Prompt:
Copy the part of the records that opens with the line containing "Tag the gray" and closes with the line containing "point(260, 184)", changing "grass verge" to "roadside grass" and leaving everything else as it is. Give only that part.

Given data:
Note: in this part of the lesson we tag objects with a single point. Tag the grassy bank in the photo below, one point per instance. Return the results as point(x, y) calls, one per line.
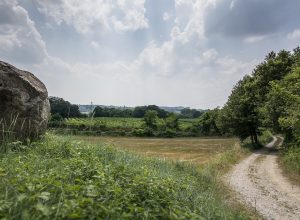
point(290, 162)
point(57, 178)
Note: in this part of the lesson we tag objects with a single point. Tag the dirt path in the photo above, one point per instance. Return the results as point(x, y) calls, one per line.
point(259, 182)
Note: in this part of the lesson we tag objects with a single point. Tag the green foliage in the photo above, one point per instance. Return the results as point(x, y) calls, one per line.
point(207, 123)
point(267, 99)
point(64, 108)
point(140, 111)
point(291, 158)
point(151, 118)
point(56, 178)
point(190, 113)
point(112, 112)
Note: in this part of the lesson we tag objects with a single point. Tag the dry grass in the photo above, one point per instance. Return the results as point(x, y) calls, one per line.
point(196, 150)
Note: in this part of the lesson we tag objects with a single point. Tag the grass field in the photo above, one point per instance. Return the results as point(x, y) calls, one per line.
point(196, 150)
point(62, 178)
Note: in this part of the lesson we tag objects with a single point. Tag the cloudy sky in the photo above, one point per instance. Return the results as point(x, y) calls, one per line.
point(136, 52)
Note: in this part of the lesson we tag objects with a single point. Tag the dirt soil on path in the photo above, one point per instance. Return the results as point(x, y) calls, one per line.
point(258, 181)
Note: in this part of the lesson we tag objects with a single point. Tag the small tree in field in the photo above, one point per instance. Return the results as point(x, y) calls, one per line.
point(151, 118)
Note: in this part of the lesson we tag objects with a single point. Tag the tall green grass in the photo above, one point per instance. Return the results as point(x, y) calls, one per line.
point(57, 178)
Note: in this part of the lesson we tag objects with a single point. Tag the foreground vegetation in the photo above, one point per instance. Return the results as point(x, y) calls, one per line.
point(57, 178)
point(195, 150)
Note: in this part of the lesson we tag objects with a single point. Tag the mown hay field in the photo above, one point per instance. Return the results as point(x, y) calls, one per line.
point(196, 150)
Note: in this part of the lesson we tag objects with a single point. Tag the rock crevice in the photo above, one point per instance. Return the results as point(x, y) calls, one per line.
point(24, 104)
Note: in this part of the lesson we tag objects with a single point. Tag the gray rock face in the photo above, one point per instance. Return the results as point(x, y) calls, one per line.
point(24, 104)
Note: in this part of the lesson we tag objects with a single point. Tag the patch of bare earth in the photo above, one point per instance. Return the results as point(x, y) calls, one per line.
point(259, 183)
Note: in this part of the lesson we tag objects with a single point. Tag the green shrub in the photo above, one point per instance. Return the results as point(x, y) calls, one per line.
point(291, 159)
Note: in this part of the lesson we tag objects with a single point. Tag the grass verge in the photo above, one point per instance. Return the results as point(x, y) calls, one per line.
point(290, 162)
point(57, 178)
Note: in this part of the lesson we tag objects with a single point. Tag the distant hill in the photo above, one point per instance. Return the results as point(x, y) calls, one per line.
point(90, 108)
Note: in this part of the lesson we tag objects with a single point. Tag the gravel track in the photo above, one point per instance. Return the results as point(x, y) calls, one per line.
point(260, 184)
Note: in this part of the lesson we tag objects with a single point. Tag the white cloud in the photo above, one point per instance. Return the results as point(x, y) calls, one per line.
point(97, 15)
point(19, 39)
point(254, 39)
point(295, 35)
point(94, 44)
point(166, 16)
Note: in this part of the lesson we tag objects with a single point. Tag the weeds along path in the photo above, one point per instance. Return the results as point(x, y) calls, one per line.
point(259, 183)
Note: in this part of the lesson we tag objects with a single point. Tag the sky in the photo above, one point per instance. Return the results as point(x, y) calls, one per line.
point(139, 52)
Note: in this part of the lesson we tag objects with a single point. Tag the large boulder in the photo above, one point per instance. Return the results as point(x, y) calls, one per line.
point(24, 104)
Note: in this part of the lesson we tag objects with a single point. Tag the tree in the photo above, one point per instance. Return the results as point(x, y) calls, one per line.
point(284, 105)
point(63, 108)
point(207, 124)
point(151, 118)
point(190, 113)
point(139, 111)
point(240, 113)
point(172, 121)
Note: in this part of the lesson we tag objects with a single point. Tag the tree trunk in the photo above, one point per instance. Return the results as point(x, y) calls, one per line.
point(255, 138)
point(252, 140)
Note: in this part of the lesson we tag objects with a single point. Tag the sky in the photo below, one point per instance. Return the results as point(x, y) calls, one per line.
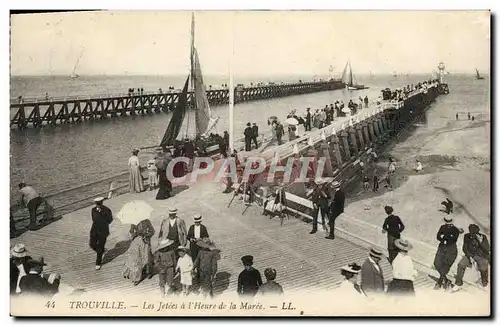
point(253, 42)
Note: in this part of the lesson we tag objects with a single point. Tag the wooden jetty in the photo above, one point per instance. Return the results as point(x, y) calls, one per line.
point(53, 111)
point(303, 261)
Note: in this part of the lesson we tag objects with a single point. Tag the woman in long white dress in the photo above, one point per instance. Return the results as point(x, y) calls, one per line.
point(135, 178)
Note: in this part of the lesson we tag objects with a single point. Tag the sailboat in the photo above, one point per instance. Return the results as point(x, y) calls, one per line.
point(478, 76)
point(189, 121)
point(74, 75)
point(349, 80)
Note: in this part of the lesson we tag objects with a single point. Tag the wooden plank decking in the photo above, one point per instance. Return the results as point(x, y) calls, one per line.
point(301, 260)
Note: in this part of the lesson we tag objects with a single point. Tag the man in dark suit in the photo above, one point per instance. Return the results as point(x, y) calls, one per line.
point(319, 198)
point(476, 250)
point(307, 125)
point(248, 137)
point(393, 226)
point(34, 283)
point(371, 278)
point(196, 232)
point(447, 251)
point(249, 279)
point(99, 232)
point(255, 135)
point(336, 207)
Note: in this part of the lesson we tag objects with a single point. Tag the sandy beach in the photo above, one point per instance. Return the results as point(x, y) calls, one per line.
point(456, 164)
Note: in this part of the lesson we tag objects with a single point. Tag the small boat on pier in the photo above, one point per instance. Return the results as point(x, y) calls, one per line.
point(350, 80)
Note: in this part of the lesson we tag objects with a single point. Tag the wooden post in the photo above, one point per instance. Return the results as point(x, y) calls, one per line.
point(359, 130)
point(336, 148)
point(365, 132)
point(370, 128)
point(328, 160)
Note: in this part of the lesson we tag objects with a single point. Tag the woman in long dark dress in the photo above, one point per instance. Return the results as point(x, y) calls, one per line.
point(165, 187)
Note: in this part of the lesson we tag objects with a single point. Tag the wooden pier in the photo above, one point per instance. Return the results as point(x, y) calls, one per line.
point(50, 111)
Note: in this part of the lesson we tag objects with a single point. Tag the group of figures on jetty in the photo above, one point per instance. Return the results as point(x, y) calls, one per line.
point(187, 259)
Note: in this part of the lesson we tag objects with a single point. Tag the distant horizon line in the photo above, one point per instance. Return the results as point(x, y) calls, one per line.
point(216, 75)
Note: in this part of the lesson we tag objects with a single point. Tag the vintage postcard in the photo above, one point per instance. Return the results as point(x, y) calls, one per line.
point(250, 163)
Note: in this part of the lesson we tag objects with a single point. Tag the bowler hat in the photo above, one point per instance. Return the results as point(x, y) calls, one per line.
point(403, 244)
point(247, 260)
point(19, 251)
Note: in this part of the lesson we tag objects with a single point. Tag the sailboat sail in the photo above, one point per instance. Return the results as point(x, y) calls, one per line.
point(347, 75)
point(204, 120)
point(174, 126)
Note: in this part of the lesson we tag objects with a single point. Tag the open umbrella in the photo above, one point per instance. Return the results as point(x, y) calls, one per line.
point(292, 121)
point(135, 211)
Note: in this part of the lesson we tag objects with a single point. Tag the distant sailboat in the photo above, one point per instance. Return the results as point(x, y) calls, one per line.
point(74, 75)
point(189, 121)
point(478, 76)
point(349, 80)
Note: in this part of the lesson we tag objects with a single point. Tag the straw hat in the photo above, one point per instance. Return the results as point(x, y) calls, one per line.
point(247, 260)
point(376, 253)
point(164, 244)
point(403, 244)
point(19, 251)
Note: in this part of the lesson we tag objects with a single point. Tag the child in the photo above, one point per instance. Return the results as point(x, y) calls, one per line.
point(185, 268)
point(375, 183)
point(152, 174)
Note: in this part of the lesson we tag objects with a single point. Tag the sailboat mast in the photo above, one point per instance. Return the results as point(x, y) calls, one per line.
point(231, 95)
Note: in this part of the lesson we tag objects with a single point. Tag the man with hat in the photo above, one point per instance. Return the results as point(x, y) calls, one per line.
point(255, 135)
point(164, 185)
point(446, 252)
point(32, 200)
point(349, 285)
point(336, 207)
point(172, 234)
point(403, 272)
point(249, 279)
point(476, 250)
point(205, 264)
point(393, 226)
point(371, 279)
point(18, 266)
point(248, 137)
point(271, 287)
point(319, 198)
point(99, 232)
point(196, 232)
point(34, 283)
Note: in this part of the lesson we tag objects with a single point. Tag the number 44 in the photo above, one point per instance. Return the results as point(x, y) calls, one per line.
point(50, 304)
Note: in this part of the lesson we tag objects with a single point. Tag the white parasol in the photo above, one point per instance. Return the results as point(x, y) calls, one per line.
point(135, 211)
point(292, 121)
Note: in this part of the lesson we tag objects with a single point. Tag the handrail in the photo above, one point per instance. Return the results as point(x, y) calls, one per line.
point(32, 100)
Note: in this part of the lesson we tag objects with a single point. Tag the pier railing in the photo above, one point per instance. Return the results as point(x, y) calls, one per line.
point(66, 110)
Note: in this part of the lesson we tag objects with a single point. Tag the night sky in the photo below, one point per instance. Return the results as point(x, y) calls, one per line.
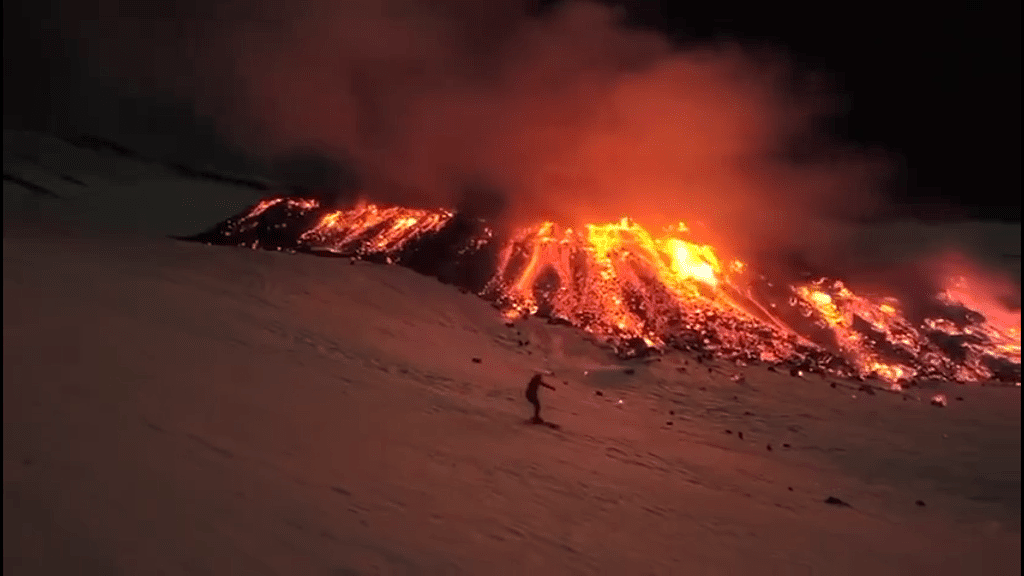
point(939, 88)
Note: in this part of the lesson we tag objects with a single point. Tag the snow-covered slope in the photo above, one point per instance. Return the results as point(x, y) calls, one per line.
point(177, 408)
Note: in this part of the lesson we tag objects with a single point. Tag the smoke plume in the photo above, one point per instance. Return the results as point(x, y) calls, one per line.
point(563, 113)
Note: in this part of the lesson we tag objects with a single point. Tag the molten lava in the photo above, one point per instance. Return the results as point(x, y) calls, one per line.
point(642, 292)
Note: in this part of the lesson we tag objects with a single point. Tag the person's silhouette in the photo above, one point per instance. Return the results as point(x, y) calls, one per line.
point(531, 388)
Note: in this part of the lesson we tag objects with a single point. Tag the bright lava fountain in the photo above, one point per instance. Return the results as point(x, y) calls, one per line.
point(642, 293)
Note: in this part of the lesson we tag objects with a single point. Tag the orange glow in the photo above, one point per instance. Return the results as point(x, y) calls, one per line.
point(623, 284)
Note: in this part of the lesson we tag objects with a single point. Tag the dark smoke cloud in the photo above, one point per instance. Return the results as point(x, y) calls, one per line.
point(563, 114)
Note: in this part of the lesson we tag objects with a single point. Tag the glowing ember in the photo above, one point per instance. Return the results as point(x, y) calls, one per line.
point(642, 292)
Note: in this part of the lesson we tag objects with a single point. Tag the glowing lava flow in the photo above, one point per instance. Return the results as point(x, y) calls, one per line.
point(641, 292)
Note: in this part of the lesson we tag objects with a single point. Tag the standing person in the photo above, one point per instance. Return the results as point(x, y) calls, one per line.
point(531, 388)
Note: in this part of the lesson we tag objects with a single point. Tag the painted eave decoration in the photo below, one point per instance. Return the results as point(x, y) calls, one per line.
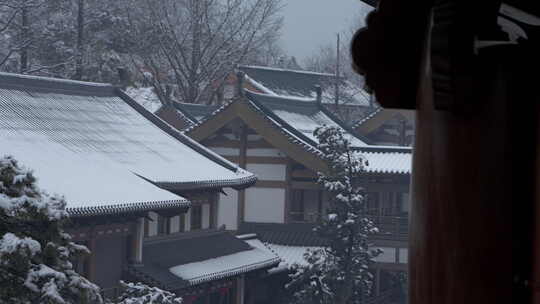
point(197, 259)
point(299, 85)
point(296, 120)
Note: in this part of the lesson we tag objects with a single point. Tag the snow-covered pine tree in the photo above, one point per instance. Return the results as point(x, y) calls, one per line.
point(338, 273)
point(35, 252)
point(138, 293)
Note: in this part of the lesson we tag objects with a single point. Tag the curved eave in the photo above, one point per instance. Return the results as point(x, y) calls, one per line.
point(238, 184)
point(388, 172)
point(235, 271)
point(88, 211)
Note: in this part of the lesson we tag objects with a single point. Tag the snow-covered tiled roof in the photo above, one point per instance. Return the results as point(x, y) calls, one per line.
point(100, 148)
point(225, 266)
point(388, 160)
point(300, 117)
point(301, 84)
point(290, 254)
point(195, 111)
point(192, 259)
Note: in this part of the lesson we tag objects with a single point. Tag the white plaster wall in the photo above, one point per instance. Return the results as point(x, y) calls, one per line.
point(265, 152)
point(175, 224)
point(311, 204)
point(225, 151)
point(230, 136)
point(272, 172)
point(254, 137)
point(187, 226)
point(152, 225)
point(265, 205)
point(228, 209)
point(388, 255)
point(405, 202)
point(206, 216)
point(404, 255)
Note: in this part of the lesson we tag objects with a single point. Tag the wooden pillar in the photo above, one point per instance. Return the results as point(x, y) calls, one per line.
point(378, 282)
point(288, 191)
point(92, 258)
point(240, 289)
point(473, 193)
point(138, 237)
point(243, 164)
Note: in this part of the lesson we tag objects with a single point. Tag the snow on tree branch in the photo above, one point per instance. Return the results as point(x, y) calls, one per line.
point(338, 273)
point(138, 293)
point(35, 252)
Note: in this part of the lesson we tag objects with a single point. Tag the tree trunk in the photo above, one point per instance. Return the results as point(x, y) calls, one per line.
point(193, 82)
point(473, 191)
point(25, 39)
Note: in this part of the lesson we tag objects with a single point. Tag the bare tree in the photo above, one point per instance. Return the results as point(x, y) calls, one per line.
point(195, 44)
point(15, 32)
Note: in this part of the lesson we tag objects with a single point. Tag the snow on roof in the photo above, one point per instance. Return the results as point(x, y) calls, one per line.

Task response:
Note: in this part of the lesson we tag objects with a single point. Tag the gray rock face in the photo above, one point per instance. Return the results as point(x, y) calls, one per line.
point(24, 104)
Note: in this part of the lesson we tag objects with a single point. Tag the patch of bare earth in the photo above, one point per instance. Return the results as point(x, y) calls, one per line.
point(259, 183)
Note: in this part of the lesson we tag objects with a single point. Tag the green shrub in the photo above, one point per instance. Return the results as point(x, y) calls, one per line.
point(291, 159)
Note: in this part of the lesson we tag objects with a single point. Tag the roadside grass in the photo above, one point per instance. Return the results as point(x, y) calls, one per line.
point(290, 162)
point(57, 178)
Note: in this part of the lesson we tag objects with a single point. Tag the distant hill in the photo above, one point per instance. Return the results as point(x, y) calls, one per line.
point(90, 108)
Note: in this part of the lesson we tag objects with a single point. Tag the gravel track in the photo above, one point per instance. Return the results as point(x, y) calls, one per line.
point(260, 184)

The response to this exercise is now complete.